##### BRANO PROPOSTO #####

La coscienza del privilegio (non solo sociale, ma anche di istruzione e di educazione) è molto più difficile da gestire, credo, del privilegio tout-court, tanto più se abbinata a una grande sensibilità. E azzarderei (senza improvvisarmi esperta di nulla!) che questo abbia contribuito alle difficoltà e alle sofferenze di donne come Pilin o come mia madre (intelligenti e colte) negli ultimi anni della loro vita.

##### DATI FORNITI #####

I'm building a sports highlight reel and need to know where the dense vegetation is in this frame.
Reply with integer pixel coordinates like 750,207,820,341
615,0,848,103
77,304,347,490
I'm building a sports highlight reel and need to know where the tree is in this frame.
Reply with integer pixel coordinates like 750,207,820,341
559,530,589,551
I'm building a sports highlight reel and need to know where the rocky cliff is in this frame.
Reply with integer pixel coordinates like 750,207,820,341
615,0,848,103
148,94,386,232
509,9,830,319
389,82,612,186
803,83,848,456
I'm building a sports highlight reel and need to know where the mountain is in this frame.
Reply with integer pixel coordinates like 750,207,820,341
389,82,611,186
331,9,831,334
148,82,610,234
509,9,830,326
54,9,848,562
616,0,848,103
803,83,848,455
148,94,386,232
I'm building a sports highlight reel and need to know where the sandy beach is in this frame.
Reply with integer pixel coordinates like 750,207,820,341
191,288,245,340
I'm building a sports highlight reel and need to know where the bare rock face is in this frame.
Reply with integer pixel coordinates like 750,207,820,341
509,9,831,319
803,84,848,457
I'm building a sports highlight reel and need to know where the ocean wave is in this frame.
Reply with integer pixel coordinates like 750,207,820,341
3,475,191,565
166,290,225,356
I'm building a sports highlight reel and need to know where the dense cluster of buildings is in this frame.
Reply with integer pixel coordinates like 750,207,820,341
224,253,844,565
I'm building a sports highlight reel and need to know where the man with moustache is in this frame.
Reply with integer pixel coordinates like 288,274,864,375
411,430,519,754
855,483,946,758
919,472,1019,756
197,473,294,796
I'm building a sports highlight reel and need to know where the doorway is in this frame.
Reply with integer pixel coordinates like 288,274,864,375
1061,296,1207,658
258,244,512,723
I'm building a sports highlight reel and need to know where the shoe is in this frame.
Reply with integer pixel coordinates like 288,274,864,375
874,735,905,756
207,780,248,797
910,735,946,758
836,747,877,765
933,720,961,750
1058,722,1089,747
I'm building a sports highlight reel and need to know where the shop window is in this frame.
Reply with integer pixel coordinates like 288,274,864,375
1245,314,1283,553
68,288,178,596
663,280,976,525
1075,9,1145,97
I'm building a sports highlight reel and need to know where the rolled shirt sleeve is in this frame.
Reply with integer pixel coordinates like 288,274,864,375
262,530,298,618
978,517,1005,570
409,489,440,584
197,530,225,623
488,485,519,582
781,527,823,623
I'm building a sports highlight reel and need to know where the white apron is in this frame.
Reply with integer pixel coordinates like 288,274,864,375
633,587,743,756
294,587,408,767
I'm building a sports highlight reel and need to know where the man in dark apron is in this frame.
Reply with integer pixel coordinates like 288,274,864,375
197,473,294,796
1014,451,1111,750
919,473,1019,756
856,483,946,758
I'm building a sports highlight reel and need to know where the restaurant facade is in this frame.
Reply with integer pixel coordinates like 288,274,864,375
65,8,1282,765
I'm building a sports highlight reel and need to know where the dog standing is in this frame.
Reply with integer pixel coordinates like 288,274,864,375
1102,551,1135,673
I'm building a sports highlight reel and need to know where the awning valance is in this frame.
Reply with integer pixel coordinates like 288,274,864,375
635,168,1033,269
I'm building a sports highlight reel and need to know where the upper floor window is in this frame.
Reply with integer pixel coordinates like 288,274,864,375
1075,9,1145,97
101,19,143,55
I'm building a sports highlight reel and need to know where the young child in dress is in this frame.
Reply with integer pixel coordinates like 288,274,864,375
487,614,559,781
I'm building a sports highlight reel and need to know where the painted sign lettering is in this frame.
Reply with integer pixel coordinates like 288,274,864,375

#####

[CONSEGNA]
Rispondi in breve a queste domande sul brano sulla coscienza del privilegio:
1. Oltre a quello sociale, quali altri due tipi di privilegio vengono nominati?
2. A che cosa deve essere abbinata la coscienza del privilegio perché sia ancora più difficile da gestire?
3. Quali due donne vengono citate?
Il materiale proviene da una fonte diversa.

[RISPOSTA]
1. Il privilegio di istruzione e quello di educazione.
2. A una grande sensibilità.
3. Pilin e la madre di chi scrive.